Task: Copy out every line of the records in which "Target" can be found.

Records for the task:
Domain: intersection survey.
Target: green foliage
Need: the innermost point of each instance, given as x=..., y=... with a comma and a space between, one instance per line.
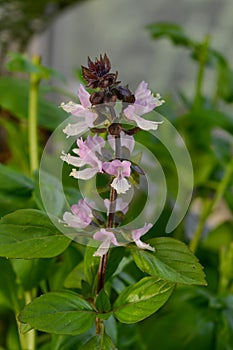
x=142, y=299
x=51, y=284
x=29, y=234
x=172, y=261
x=60, y=313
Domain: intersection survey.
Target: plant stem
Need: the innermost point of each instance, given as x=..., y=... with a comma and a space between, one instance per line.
x=27, y=340
x=32, y=117
x=203, y=57
x=110, y=224
x=210, y=204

Task result:
Target: green foliage
Target: plant stem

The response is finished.